* **Required work**: Where the string "shirt" occurs in the material below, report the whole line.

* **Records provided**:
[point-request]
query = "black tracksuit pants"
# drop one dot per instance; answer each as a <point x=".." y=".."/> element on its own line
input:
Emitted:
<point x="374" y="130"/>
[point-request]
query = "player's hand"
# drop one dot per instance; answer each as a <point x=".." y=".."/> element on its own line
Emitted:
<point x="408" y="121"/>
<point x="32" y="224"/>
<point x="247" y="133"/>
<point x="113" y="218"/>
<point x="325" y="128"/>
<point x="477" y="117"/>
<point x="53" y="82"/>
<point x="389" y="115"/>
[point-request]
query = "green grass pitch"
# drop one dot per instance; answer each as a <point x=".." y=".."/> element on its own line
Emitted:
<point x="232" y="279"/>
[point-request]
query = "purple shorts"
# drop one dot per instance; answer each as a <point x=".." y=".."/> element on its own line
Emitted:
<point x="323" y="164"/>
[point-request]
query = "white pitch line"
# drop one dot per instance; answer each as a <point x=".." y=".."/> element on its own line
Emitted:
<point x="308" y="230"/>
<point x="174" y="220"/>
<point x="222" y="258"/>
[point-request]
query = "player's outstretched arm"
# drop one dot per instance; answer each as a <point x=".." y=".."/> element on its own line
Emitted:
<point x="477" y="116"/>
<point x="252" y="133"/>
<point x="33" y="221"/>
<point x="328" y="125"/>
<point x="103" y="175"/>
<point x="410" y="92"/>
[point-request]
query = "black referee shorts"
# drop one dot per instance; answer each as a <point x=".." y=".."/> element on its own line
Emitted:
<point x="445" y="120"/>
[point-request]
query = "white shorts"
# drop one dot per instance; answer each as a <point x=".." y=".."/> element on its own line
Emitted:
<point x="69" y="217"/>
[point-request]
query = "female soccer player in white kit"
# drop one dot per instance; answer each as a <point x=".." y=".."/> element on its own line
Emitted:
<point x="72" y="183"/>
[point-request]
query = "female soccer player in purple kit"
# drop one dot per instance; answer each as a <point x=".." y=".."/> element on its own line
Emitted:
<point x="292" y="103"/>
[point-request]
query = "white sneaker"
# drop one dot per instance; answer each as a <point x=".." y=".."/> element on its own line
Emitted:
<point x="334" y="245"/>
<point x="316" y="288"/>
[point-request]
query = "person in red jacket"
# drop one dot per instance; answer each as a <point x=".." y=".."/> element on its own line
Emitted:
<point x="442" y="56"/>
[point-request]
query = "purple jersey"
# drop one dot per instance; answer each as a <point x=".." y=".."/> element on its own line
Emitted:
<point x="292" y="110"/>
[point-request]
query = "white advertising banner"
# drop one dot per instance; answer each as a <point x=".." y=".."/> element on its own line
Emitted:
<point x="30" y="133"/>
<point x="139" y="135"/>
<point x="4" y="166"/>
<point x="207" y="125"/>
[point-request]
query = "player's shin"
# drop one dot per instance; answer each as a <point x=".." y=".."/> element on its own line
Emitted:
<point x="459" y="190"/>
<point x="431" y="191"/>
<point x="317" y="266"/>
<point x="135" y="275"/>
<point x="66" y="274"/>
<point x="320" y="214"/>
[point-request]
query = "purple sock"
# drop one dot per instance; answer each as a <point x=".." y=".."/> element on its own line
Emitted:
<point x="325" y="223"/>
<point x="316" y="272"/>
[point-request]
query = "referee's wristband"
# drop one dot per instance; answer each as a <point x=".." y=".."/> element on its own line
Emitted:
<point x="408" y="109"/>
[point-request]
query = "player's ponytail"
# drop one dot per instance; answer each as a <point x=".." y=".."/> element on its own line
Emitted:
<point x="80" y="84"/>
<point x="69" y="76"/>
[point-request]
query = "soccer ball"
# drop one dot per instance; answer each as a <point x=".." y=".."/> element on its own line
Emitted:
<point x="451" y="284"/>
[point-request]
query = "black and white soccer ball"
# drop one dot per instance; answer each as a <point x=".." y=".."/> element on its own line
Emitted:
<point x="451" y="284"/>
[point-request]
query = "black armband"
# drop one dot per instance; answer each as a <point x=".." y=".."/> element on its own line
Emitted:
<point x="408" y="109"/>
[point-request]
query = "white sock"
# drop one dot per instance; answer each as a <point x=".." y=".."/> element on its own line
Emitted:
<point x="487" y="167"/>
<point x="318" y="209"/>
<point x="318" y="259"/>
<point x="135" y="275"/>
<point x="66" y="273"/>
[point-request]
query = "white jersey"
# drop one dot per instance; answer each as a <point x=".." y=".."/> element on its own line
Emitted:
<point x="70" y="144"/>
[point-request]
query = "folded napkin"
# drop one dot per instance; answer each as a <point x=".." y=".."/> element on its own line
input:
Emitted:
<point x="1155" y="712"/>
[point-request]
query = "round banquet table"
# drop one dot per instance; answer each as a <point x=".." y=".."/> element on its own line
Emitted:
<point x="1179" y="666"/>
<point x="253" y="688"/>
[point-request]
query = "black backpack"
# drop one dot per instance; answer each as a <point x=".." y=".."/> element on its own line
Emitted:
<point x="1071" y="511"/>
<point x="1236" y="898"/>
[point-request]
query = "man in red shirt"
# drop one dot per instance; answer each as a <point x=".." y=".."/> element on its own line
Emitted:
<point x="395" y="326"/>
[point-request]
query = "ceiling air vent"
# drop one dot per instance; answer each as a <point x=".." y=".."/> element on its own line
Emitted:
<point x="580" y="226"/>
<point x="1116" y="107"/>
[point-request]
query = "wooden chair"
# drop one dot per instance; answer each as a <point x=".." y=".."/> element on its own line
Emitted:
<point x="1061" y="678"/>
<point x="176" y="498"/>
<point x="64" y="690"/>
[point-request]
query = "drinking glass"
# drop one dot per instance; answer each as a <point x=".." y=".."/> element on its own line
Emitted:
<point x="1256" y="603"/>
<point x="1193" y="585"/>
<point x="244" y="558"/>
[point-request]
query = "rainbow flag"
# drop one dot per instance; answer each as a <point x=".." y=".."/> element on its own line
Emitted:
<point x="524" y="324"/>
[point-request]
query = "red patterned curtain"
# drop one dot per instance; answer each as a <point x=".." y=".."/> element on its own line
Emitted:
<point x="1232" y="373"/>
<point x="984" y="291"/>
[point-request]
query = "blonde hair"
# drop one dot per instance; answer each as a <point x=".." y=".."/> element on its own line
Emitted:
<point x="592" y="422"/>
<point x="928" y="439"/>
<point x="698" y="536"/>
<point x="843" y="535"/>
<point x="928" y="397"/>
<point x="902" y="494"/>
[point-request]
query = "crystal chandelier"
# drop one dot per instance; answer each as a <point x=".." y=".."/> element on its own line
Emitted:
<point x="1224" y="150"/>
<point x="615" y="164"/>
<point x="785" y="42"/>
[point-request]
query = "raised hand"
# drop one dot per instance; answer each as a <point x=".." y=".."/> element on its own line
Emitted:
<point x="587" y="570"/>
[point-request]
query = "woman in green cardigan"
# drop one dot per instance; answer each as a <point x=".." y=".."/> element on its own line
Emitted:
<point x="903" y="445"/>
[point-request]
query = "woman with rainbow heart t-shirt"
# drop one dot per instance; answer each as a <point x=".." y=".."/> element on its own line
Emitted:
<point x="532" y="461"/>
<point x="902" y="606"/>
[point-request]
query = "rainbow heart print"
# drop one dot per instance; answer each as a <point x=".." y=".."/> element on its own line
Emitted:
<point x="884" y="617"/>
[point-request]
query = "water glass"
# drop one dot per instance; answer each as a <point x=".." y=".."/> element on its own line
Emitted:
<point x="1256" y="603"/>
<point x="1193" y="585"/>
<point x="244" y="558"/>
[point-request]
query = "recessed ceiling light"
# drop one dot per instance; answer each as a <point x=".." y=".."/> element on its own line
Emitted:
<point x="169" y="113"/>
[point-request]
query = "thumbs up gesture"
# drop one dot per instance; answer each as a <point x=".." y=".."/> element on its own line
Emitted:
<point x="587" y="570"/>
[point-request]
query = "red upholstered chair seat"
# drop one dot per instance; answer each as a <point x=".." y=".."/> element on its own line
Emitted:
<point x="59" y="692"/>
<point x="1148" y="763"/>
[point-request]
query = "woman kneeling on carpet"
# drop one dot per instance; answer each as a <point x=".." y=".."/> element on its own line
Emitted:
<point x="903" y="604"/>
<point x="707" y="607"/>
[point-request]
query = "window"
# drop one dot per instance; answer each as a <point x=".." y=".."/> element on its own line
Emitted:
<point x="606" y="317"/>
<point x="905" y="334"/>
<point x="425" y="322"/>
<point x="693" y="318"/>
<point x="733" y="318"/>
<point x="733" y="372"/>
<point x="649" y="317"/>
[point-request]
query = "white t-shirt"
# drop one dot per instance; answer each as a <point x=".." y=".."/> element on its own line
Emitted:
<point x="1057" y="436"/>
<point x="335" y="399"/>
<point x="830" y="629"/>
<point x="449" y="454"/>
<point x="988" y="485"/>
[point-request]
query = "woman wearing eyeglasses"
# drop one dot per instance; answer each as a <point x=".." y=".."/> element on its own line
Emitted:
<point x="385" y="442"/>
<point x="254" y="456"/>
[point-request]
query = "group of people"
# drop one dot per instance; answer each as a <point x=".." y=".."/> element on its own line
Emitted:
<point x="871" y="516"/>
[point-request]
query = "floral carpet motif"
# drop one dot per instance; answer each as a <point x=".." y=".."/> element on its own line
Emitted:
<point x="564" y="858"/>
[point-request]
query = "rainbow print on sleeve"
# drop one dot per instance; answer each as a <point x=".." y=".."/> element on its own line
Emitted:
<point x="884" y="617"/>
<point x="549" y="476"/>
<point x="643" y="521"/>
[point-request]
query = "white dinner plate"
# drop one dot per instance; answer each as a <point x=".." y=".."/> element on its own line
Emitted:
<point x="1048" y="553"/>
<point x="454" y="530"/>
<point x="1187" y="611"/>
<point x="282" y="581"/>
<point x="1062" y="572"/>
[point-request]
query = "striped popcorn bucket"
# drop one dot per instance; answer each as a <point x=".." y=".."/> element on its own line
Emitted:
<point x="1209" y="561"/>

* **Response to the task**:
query = "man in red shirt"
query = "woman with rainbow heart t-shirt"
query = "white t-shirt"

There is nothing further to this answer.